Written problem
Collect each line of the rows below that contains the word "wearing", and copy those lines in full.

Dataset content
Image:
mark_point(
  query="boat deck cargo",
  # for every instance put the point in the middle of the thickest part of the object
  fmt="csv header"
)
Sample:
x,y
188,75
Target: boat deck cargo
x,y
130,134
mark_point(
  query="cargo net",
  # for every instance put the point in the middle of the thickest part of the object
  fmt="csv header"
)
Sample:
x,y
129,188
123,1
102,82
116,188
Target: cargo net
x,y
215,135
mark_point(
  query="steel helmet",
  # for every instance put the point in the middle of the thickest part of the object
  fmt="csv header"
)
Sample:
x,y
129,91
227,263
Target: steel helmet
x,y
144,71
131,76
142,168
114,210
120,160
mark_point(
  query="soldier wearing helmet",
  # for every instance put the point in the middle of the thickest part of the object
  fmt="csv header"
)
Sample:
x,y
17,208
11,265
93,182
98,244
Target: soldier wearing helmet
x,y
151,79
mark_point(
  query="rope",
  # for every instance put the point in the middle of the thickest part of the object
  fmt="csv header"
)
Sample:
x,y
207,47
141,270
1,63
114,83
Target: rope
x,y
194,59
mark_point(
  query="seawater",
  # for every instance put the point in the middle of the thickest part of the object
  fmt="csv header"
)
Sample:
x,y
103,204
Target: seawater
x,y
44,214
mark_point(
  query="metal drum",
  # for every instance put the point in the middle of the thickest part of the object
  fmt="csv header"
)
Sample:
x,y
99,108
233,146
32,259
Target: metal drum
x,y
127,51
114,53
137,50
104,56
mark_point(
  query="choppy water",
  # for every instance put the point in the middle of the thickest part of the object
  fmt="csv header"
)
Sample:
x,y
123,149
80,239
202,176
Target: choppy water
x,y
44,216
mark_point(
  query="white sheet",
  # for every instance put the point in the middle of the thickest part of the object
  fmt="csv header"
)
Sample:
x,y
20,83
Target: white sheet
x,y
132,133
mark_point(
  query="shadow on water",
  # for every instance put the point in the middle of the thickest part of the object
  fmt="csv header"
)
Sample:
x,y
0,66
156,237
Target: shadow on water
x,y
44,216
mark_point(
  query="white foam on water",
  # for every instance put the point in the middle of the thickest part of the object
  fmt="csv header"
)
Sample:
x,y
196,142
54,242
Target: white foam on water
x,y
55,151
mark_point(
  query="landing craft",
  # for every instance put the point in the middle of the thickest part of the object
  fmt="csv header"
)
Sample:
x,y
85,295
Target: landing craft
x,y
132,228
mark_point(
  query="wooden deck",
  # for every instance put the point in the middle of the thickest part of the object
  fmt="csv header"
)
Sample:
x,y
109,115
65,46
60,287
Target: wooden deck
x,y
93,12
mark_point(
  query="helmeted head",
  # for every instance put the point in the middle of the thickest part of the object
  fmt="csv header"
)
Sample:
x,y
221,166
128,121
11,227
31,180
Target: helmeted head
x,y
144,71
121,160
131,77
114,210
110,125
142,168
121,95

Response
  query="soldier wearing helmet",
Target: soldier wearing helmet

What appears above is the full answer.